(Source records)
####

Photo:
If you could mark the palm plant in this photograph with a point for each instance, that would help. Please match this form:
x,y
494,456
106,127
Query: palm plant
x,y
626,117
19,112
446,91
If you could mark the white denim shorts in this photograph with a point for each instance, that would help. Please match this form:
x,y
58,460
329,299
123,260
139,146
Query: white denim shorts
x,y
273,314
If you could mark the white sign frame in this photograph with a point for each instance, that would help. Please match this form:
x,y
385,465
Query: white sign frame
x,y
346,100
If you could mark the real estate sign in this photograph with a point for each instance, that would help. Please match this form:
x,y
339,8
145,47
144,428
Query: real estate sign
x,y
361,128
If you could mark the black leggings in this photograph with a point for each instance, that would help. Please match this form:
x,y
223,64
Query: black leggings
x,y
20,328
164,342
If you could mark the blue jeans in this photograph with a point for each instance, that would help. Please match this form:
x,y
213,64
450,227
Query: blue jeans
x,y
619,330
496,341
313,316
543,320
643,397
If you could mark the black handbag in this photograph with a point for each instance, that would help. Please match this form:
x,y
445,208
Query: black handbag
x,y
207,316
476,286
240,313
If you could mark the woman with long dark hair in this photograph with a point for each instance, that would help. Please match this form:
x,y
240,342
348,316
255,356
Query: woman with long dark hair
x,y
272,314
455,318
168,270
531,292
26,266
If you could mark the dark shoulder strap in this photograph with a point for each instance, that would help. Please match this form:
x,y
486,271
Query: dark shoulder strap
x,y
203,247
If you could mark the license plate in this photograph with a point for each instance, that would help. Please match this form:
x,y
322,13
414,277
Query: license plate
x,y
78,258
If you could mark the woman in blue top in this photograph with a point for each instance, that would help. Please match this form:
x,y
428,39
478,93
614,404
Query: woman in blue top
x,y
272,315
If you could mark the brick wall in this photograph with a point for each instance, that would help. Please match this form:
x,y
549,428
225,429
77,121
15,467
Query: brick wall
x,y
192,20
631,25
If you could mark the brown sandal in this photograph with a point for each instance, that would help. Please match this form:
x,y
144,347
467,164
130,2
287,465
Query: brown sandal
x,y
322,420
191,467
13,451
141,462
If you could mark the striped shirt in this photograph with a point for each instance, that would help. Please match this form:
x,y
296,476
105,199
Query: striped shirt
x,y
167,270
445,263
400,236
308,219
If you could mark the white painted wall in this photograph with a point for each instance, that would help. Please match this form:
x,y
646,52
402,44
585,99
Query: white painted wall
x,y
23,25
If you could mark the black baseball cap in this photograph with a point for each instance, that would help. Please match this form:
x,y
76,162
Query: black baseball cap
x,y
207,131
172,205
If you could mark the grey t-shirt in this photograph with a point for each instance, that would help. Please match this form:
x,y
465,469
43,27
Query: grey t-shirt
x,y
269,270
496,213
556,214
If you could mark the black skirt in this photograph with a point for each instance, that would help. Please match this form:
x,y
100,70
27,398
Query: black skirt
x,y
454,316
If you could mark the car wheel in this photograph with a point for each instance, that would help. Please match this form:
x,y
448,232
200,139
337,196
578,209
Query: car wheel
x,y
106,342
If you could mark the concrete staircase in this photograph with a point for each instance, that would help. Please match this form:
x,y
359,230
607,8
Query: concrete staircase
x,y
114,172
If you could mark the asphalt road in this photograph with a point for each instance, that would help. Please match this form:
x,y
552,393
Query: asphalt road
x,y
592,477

####

Return all the lines above exactly as given.

Photo:
If you could mark the palm plant in this photograph with a point for each instance, that would help. Please match this form:
x,y
494,456
106,127
Query: palm plant
x,y
626,117
19,112
446,91
If you could mark the white denim shorts in this photograph with a point for each instance, that would help. Please match this form:
x,y
58,460
329,299
123,260
139,146
Query: white denim shorts
x,y
273,314
If you could mark the white sign frame in this photograph with a point for each instance, that would help. Please match this form:
x,y
385,465
Query: white sign frame
x,y
346,100
If you could mark the real estate sign in this photograph with a point for each instance, that would help. Please match this form:
x,y
339,8
145,47
144,428
Query: real estate sign
x,y
361,128
If you could mark the black leggings in this photograph with a point for each instance, that would help. Please match this form:
x,y
223,64
Query: black leggings
x,y
20,328
164,342
If you could mark the blue jeans in this photograph with a point for each instance, that would help. Please match this form:
x,y
213,64
450,227
Query: blue jeans
x,y
619,330
496,341
313,316
543,320
643,397
If you could mark the black handbag in this photograph with a point for each instance, that would help. Please match this form:
x,y
445,208
Query: black handbag
x,y
207,316
476,286
240,313
If you could mark the woman with long dark hair in this photograph with a point for each instance, that would help. Please match this form:
x,y
240,342
348,316
255,356
Query: woman with long dark hair
x,y
272,314
455,318
168,270
531,292
26,266
If you could mark the dark shoulder strap in this photograph with a point for each instance, that would help. Please match this form:
x,y
486,271
Query: dark shoulder strap
x,y
203,247
If you could mark the license plate in this photograph with a point for each instance, that would help. Please match this form:
x,y
322,13
414,277
Query: license plate
x,y
78,258
If you could mark the woman in blue top in this photograph with a point for each instance, that would help. Please match this form:
x,y
428,39
478,93
614,404
Query: woman in blue top
x,y
272,315
If you could mark the brick wall in this photograph with a point for each instance, that would help. Please match this form:
x,y
549,428
225,429
77,121
15,467
Query: brick wall
x,y
192,20
631,25
If you could mark the brown sandal in this photograph with a point for each instance, that would help. Please match this form:
x,y
144,347
467,164
130,2
287,465
Query: brown sandal
x,y
322,420
191,467
13,451
141,462
If you could mark the striped shirt in this photograph with a point for each instance, that would help. Please match this form:
x,y
296,476
105,199
Query: striped shirt
x,y
167,270
445,263
400,236
308,219
If you could mark the white painted wall in this photograph with a point for each instance, that would help. Please match this form:
x,y
646,52
402,44
585,99
Query: white painted wall
x,y
23,25
If you could mark the black baseball cap in this photograph with a point for each instance, that would help. Please match this form:
x,y
76,162
Query: black baseball cap
x,y
207,131
172,205
If you could mark the grey t-shirt in this photograph with a point for each instance, that would help. Please match this form:
x,y
465,469
43,27
Query: grey t-shirt
x,y
269,270
496,213
556,214
If you could mark the black skirt in this photograph with a point for each instance, that would help. Please match this form:
x,y
100,70
27,398
Query: black skirt
x,y
454,316
If you could mark the car wheel in this photograph with a point for each instance, that would help. Please match this form:
x,y
448,232
200,139
337,196
578,209
Query: car wheel
x,y
106,342
If you could mark the concrete staircase in this photograph with a point for each instance, that would help. Please match this form:
x,y
359,230
607,8
Query: concrete staircase
x,y
114,172
If you could mark the asphalt road in this photograph with a point for each instance, that would help. Please match this form:
x,y
552,393
Query: asphalt road
x,y
592,477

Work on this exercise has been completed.